Short exercise 1:
In the guaranty section below, list the aspects of the Borrower that are named in the clause covering the Lender's failure to disclose information to the Guarantor.
Short exercise 2:
According to the guaranty section below, why can an action be brought against the Guarantor even if no action is brought against the Borrower? Answer in one to three sentences.

Selected excerpt:
↓
SECTION 2. Guaranty Absolute.

 

The Guarantor guarantees that the Guaranteed Obligations will be paid strictly in accordance with the terms of the Loan Documents, regardless of any law, regulation or order now or hereafter in effect in any jurisdiction affecting any of such terms or the rights of the Lender with respect thereto. The obligations of the Guarantor under or in respect of this Guaranty are independent of the Guaranteed Obligations or any other obligations the Borrower under or in respect of the Loan Documents, and a separate action or actions may be brought and prosecuted against the Guarantor to enforce this Guaranty, irrespective of whether any action is brought against the Borrower or whether the Borrower is joined in any such action or actions. The liability of the Guarantor under this Guaranty shall be irrevocable, absolute and unconditional irrespective of, and the Guarantor hereby irrevocably waives any defenses it may now have or hereafter acquire in any way relating to, any or all of the following:

 

(a)   any lack of validity or enforceability of any Loan Document or any agreement or instrument relating thereto;

 

(b)   any change in the time, manner or place of payment of, or in any other term of, all or any of the Guaranteed Obligations, or any other amendment or waiver of or any consent to departure from any Loan Document, including, without limitation, any increase in the Guaranteed Obligations resulting from the extension of additional credit to the Borrower;

 

(c)   any taking, exchange, release or non-perfection of any collateral, or any taking, release or amendment or waiver of, or consent to departure from, any other guaranty, for all or any of the Guaranteed Obligations;

 

(d)   any manner of application of any collateral, or proceeds thereof, to all or any of the Guaranteed Obligations, or any manner of sale or other disposition of any collateral for all or any of the Guaranteed Obligations or any other assets of the Borrower or any of its Subsidiaries;

 

(e)   any change, restructuring or termination of the corporate structure or existence of the Borrower or any of its Subsidiaries;

 

 

C-3

(f)   any failure of the Lender to disclose to the Guarantor any information relating to the business, condition (financial or otherwise), operations, performance, properties or prospects of the Borrower now or hereafter known to the Lender (the Guarantor waiving any duty on the part of the Lender to disclose such information);

 

(g)   the failure of any other Person to execute or deliver this Guaranty or any other guaranty or agreement or the release or reduction of liability of the Guarantor or other guarantor or surety with respect to the Guaranteed Obligations; or

 

(h)   any other circumstance (including, without limitation, any statute of limitations) or any existence of or reliance on any representation by the Lender that might otherwise constitute a defense available to, or a discharge of, the Guarantor or any other guarantor or surety.

 

This Guaranty shall continue to be effective or be reinstated, as the case may be, if at any time any payment of any of the Guaranteed Obligations is rescinded or must otherwise be returned by the Lender or any other Person upon the insolvency, bankruptcy or reorganization of the Guarantor, the Borrower or otherwise, all as though such payment had not been made.
↑
Dataset content:
↓
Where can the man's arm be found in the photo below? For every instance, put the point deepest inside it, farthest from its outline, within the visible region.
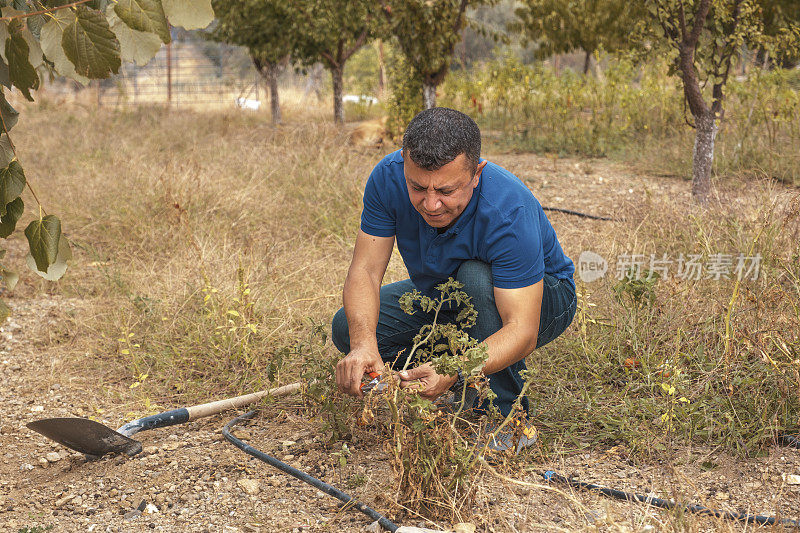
↑
Worked solution 1:
- Business
- Condition (financial or otherwise)
- Operations
- Performance
- Properties
- Prospects

Worked solution 2:
The Guarantor's obligations under the Guaranty are independent of the Guaranteed Obligations and of the Borrower's other obligations under the Loan Documents. For that reason, a separate action may be brought and prosecuted against the Guarantor, whether or not the Borrower is sued or joined in that action.